--- Task instructions ---
**1)** Please copy from the Tony Diaz profile the stretch from "His thought processes" through "yields visual results.".
**2)** List the influences on Tony Diaz's work that the Tony Diaz profile names.
**3)** According to the Tony Diaz profile, in what city was Tony Diaz born?

--- Excerpt ---
Tony Diaz
Tony Diaz was born in January 1980 in San Antonio, Texas.
He grew up loving music and fed his obsession with lessons, playing in bands, and listening to records. As he grew older, he started participating in the punk rock scene, enjoying the D.I.Y. aesthetic and the attitude.
This new perspective fueled his creative drive, leading to his move to Austin, TX, and the formation of a record label he would use to begin his visual art career. The label required design work, and Tony drew on his past, making cut-and-paste photocopied punk-rock flyers to create a new and interesting persona known as “ANTI.”
Further development led to making wheat-pasted street art on the streets of Austin, as well as a burgeoning clothing line. Tony used his passion to teach himself to screen print as the clothing line began. This bore his newest creative obsession, and Industry Print Shop was born. With facilities and techniques now available, there was a sustainable way to continue to be creative and a myriad of new methods for “ANTI” to make new work. This printed and deconstructive process was in harmony with his previous attitude and D.I.Y. aesthetic, so the evolution of his current body of work began. The work is derivative of the punk-rock ethos. The imperfect results show the processes and reflect the gritty reality of daily life. Influenced by Andy Warhol, Winston Smith, and comic book illustration, Tony deconstructs and re-appropriates new compositions and narratives.
His thought processes and techniques become the narrative in an intuition-based action and reaction. Deconstruction is the means through which the artist understands himself and others, and this literal deconstructive process yields visual results.
Can you introduce yourself?
The tough thing is, when I do these types of things, it's, you know, I'm Tony Diaz, the founder of Industry Print Shop. And for so long, it's that has been so much a part of my identity.
Just recently, it's like I'm proud of it; however, I'm so much more than that. I'm a father and a coach, and those are the things that bring me happiness. Making art is just my form of self-care and therapy. And I'm fortunate enough that people like it.

--- Information given ---
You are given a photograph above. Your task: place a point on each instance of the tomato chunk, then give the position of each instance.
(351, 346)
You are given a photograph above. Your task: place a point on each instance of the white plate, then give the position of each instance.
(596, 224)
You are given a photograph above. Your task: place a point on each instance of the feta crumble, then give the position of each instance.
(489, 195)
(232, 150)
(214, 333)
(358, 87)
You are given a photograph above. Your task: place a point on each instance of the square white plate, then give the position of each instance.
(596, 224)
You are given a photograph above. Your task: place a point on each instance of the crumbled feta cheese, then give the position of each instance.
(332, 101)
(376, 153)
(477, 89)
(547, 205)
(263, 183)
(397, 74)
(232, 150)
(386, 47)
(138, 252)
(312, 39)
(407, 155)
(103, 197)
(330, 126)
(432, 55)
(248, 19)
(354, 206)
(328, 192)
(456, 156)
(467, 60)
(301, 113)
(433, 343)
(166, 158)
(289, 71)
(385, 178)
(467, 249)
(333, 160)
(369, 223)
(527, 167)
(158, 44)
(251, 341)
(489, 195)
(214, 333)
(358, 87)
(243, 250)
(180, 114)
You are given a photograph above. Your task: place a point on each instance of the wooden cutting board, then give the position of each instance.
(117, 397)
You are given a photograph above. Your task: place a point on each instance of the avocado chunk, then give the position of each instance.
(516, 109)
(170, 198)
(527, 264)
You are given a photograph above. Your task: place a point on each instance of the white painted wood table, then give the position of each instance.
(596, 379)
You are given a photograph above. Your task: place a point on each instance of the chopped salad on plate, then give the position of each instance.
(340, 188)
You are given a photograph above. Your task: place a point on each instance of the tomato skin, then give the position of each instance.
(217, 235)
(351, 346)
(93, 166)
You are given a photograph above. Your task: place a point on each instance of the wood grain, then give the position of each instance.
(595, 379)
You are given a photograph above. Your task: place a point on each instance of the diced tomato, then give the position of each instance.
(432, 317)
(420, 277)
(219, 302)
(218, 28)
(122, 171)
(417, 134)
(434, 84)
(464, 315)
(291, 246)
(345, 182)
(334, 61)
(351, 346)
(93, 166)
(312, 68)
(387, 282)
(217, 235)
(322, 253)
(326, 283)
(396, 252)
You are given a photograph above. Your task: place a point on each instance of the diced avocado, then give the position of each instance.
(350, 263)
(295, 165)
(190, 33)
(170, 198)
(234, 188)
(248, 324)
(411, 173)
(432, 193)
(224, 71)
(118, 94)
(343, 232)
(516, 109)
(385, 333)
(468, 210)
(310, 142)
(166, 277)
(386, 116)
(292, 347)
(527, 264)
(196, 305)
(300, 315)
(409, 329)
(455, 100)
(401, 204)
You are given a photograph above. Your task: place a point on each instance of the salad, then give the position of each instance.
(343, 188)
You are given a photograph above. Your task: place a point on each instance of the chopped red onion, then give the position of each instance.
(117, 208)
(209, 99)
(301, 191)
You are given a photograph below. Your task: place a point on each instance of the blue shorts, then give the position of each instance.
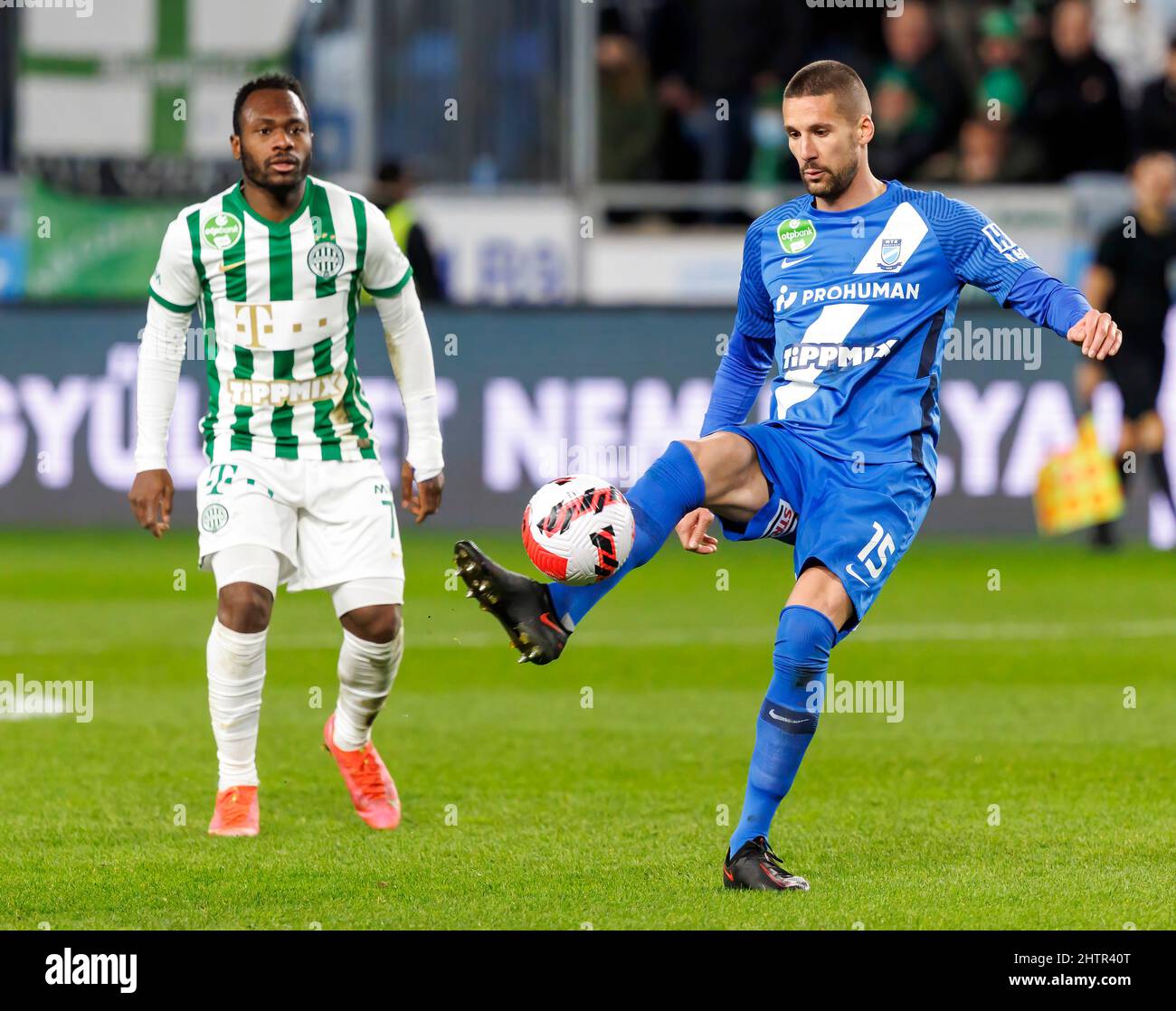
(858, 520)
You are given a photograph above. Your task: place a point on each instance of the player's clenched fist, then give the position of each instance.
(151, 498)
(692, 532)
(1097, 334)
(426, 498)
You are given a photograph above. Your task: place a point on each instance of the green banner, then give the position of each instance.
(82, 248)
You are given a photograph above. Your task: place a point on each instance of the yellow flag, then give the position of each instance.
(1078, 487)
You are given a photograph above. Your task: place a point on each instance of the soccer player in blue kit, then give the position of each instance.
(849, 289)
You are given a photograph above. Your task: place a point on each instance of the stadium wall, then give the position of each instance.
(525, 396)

* * *

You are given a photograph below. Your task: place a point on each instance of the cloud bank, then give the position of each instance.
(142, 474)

--- Answers in order ---
**1)**
His thought processes and techniques become the narrative in an intuition-based action and reaction. Deconstruction is the means through which the artist understands himself and others, and this literal deconstructive process yields visual results.

**2)**
Andy Warhol
Winston Smith
comic book illustration

**3)** San Antonio, Texas.